Every year I do a retro CD for the holidays that goes to friends and family. Whatever expertise in popular music that I do have is from the eighties, so I go forward one year in that decade—that means that this year I’m doing 1988. There’s a story behind every year’s CD, and this one involved a 1985 Trans Am. So, I decided to draw a 1985 Trans Am dashboard and thus this blog post.
“The most serious piece of machinery we put on the road.”
Updates for the 1985 Pontiac Firebird Trans Am included a restyled nose with built-in fog lamps, new taillights, fake hood louvers replacing the traditional power bulge, and full rocker and quarter panel extensions. A new WS6 suspension package was made available for the Trans Am, which included gas pressurized shocks, four-wheel disk brakes, and 16-inch wheels with P245/50VR16 Goodyear “Gatorback” tires for a $664 price tag. Inside, all gages now had graph patterned backgrounds, and a new UT4 “Touch-Control” optional stereo was available.
For 1985, the standard Trans Am powertrain was the LG4 165 bhp 5.0 liter/305 ci V8 with a four-barrel carburetor paired with a five-speed manual transmission. The top-of-the-line engine was the $695 LB9 fuel injected 5.0 liter/305 ci V8, with 205 bhp—but that was only available with a $425 four-speed automatic transmission, yielding a zero to sixty time of about 7.5 seconds. If you wanted the five-speed manual transmission, the best engine choice available on the Trans Am was the 190 bhp L69 H.O. 5.0 liter/305 ci V8 with a four-barrel carburetor.
Mileage with the standard powertrain was 15 city/24 highway by the day’s standards (14/22 by 2022 standards). With a 15.9-gallon fuel tank, a Trans Am owner could expect a range of between 255 and 280 miles with a 10% fuel reserve.
Standard exterior and mechanical equipment on the $11,569 Trans Am (about $31,200 in today’s dollars and close to what a 2022 Camaro 3LT coupe costs) included power brakes (front disc/rear drum), hidden electronically-controlled halogen headlamps, dual sport mirrors, an all-glass rear hatch, a rear deck lid spoiler, and P215/65R15 steel-belted radial tires (still a readily available size) on “deep-dish” 15 x 7 wheels. Inside, reclining front bucket seats, a Formula steering wheel, full gages, and side window defoggers were included.

YOUR TASKS
1. According to the 1985 Trans Am write-up, what did the optional WS6 suspension package cost?
2. Continue the 1985 Trans Am write-up from its final sentence.

RECORDS PROVIDED
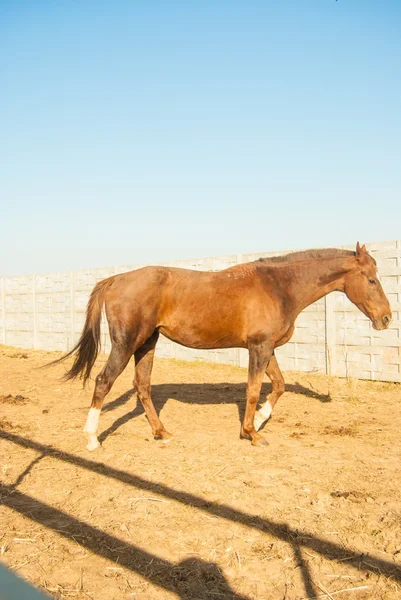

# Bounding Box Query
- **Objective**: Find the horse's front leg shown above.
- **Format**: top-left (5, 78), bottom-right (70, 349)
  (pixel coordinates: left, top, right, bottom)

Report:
top-left (241, 342), bottom-right (273, 446)
top-left (254, 354), bottom-right (285, 431)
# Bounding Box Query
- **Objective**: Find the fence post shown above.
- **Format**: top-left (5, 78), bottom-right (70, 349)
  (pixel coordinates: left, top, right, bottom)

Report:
top-left (325, 293), bottom-right (337, 375)
top-left (1, 277), bottom-right (6, 345)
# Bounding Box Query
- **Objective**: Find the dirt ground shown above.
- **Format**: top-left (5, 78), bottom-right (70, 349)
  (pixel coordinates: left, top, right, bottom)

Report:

ANSWERS TO THE PROBLEMS
1. $664

2.
Options & Production Numbers
Options included T-tops ($875), a louvered rear sunshield ($210), four wheel disc brakes ($179), electric rear window defogger ($145), air conditioning ($750), Luxury Trim Group ($359), tilt steering wheel ($115), cruise control ($175), and a series of five stereos. In something you rarely see in the current day, Pontiac offered two completely different optional front seats—Lear Siegler Custom adjustable bucket seats and Recaro bucket seats (which were not available with six-way power driver’s seat).
The 1985 Trans Am sold reasonably well, with 44,028 sold—about 46% of total Firebird sales. In Pontiac showrooms, only the Sunbird and the 6000 outsold the Firebird in the 1985 model year.
The View From 2022
Third-generation Firebirds have a strong following, and 1985 Trans Ams make regular appearances in the Hemming’s Motor News classifieds, on eBay Motors, and at online auctions such as Bring a Trailer that cater to the eighties car market. As I update this post in March 2022, there’s a Blaze Red 1985 with 6,700 miles for sale on Hemmings for $29,500.
According to Hagerty’s valuation tools, all the money for a 1985 Trans Am with the LB9 in #1/Concours condition is $23,800, with a far more typical #3/Good car going for $9,500.
Make mine Black, please—I think.
Updated March 2022.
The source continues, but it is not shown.